Task goal
Lay out everything from the line containing "Task: Find the wooden" down to the end of the entries below as a JSON list of strings, one string per line and no blank lines.

--- Material ---

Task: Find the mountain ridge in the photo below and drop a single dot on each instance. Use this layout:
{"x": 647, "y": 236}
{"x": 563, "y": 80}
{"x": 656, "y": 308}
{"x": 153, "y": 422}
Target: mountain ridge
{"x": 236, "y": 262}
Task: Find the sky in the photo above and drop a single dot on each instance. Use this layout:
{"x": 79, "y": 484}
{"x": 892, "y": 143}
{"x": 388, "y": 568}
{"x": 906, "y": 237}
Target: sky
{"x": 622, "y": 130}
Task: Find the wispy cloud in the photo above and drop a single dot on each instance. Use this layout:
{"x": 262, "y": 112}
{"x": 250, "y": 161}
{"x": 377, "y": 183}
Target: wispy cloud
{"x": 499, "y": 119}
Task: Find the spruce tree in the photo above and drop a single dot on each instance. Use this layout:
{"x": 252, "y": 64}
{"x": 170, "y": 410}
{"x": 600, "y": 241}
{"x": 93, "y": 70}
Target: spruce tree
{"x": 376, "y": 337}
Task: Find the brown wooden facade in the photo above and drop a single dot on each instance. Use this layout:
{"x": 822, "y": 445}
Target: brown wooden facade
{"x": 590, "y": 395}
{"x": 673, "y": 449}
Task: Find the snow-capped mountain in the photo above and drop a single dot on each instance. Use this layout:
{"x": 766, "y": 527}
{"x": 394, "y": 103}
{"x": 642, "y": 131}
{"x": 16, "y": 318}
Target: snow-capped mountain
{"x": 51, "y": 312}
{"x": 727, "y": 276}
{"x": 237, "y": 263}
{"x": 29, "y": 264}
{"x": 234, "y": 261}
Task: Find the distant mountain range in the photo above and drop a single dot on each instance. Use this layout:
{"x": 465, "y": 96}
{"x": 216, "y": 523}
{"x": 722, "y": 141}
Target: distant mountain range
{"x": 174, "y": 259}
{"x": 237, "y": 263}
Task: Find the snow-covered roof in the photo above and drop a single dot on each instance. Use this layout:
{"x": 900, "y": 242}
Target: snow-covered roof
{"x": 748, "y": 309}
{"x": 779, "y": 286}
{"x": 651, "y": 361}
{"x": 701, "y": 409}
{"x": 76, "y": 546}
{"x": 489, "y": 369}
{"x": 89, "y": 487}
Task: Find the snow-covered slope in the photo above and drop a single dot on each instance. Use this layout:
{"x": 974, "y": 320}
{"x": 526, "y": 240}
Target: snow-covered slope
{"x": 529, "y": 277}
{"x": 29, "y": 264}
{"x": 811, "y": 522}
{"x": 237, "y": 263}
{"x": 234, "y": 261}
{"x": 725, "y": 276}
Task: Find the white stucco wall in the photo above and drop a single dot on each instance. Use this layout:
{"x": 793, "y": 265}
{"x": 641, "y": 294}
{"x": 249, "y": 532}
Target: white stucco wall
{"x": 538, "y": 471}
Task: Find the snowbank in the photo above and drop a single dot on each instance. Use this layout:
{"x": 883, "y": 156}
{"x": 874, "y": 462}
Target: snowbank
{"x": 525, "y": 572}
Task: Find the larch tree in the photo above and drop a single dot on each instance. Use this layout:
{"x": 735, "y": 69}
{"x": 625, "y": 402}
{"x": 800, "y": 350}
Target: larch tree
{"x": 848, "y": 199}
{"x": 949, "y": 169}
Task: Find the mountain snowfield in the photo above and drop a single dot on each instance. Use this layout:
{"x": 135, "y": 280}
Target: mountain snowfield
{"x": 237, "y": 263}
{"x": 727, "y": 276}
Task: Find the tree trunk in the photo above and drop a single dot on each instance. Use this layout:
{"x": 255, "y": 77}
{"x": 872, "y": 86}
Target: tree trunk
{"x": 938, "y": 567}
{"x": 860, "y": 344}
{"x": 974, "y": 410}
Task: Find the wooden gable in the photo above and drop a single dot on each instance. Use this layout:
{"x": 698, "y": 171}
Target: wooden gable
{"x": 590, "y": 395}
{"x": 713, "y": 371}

---

Finished answer
[
  "Task: Find the wooden gable in the photo above and drop a single dot on each instance. Use this layout:",
  "{\"x\": 698, \"y\": 171}",
  "Target: wooden gable",
  "{\"x\": 590, \"y\": 395}",
  "{\"x\": 713, \"y\": 371}"
]